## ESERCIZI SCRITTI
a) Secondo il brano sulla maternità delle atlete, in quale legge è contenuta la disciplina delle "professioni" sportive?
b) Per favore, trascrivi dalle voci tutto ciò che va dalla riga contenente "For each instance of the wall" fino alla riga contenente "[[458, 188], [234, 190]]", entrambe incluse.

## BRANO CITATO
* * * * *
Thelma & Louise vanno in vacanza. Non insieme e soprattutto non in macchina, per evitare “tentazioni finali” e questa è l’ultima puntata prima della pausa estiva. Ed abbiamo deciso, essendo praticamente alla vigilia delle Olimpiadi di Pechino, di dedicarla ad una questione irrisolta del mondo dello sport, in particolare del mondo delle atlete.
Si tratta – e molti casi venuta alla ribalta delle cronache giornalistiche (e non solo del giornalismo sportivo) lo dimostrano – delle donne dello sport italiano e della loro difficoltà/impossibilità, di conciliare le scelte di maternità con la pratica agonistica. Stiamo parlando di un nodo centrale del  mondo dello sport, che potremmo così riassumere: per la categoria degli sportivi non professionisti non c’è disciplina specifica che regolamenti le prestazioni lavorative e, quindi, non è prevista tutela previdenziale né – ancora e quindi ! – alle atlete può essere riconosciuta la indennità di maternità né  forme di sostegno nel momento in cui, per maternità, sospendono  temporaneamente la  prestazione sportiva.

Nello specifico, la tutela della maternità nel settore sportivo è una questione che resta controversa perché l’operato delle atlete agoniste, anche  di alto livello,  rimane nella sfera dell’attività dilettantistica e, alle atlete è negato il riconoscimento del rapporto di prestazione sportiva (anche se svolta a titolo oneroso), mancano cioè la regolamentazione del rapporto di lavoro, il destino previdenziale e restano solo rimborsi forfetari di spesa, indennità di trasferta e premi e, in alcuni settori, un compenso.

La disciplina delle “professioni”  secondo la quale alcuni sport, infatti, non vengono riconosciuti come tali è contenuta nell’attempata  Legge 23 marzo 1981 n.91 (novellata nel 1996); e ne risulta che gran parte degli sportivi  italiani che esercitano attività sportiva agonistica o semiprofessionistica a titolo oneroso sono esclusi dalle tutele previdenziali e, rientrando formalmente nella categoria dei “dilettanti” non professionisti,  ricevono compensi secondo contratti di collaborazione sportiva  appunto, per prestazioni di attività dilettantistiche. E, ancora, in vizio – non in virtù! – di questo, la maternità delle atlete non può essere contemplata  né tutelata, in quanto  nessuna delle discipline sportive femminili  è ritenuta professionistica  e compresa  nell’ambito di quelle  regolamentate dal Coni  e che conseguono la qualificazioni dalla Federazioni sportive nazionali. E, così,  nello spazio concreto che passa tra  sport  professionistico e sport dilettantistico, ma anche nelle sacche sommerse del falso dilettantismo,  scivola quel nodo – accennato all’inizio – della maternità  non tutelata, e che non riesce a trovare cittadinanza nè riconoscimento nei “patti-contratti”  e nelle scritture private  tra società ed atlete.  E si tratta, non solo di  forme di precariato ma anche di vere e proprie discriminazioni basate sulle differenze di genere.
* * * * *
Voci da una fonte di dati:

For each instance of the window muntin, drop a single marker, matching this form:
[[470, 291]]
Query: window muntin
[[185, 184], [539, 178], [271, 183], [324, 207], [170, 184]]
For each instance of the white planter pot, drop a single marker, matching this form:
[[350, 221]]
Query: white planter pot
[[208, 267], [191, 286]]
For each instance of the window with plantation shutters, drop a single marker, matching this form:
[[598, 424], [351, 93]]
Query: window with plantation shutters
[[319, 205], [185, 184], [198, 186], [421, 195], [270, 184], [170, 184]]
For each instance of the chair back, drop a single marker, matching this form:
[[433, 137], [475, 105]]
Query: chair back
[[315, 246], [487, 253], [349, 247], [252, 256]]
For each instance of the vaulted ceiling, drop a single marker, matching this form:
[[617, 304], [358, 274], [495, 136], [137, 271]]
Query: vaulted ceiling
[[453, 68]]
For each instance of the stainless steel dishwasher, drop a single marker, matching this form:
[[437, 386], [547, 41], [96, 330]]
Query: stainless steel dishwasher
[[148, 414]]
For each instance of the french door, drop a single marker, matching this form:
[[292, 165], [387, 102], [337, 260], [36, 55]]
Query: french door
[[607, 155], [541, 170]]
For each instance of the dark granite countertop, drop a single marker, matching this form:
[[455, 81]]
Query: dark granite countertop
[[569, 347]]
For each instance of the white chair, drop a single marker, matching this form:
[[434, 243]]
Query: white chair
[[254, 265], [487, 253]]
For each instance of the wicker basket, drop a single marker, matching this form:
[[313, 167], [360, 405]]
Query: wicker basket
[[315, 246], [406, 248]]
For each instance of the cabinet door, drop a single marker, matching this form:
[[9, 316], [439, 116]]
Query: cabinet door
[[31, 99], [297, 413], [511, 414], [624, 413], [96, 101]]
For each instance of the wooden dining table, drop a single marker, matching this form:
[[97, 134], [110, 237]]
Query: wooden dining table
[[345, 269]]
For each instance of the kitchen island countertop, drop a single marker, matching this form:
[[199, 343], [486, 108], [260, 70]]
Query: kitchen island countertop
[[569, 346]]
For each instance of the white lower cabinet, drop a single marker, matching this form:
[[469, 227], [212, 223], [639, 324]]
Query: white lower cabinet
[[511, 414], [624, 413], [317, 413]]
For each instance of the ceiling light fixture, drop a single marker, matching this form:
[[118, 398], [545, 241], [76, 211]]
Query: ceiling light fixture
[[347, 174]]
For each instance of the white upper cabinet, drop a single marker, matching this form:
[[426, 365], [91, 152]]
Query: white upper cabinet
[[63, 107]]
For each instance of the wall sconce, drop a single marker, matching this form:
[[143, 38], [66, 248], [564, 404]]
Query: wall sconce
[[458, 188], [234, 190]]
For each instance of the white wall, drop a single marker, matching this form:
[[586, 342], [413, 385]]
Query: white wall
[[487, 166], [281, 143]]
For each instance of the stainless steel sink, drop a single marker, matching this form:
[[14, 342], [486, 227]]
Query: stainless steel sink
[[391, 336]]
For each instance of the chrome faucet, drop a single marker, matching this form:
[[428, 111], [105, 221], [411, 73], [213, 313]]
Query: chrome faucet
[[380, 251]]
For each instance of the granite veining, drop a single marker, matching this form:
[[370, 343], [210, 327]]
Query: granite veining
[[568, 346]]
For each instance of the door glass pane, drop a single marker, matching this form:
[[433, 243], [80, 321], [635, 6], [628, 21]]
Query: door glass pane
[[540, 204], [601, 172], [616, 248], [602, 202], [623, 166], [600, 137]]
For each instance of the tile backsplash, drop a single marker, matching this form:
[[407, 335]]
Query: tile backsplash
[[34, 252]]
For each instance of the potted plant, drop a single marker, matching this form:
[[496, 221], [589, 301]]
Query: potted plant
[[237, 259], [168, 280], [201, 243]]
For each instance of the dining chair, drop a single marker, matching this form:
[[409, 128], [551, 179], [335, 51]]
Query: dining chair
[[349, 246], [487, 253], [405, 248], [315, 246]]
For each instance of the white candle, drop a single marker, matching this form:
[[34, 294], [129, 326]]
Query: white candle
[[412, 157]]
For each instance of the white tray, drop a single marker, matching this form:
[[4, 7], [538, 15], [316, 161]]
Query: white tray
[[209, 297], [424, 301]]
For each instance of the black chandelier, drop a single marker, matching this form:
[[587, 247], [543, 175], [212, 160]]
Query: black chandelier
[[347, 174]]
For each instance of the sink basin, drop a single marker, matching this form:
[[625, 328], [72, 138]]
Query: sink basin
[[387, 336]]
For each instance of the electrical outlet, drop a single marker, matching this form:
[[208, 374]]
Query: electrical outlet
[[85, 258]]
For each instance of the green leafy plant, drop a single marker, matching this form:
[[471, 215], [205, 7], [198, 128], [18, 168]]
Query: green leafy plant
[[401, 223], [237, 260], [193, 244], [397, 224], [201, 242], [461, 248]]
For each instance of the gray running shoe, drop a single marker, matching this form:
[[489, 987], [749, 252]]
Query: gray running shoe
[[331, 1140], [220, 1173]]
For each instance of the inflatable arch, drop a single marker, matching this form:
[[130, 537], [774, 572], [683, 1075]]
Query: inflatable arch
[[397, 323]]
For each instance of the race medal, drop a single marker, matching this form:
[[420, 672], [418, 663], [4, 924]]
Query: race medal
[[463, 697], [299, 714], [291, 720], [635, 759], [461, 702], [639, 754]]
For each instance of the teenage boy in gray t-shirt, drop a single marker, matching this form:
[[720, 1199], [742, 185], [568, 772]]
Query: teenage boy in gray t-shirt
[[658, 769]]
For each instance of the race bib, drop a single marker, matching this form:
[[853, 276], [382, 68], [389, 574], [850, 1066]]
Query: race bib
* * * * *
## SOLUZIONI
a) Nella Legge 23 marzo 1981 n. 91, novellata nel 1996.

b)
For each instance of the wall sconce, drop a single marker, matching this form:
[[143, 38], [66, 248], [564, 404]]
Query: wall sconce
[[458, 188], [234, 190]]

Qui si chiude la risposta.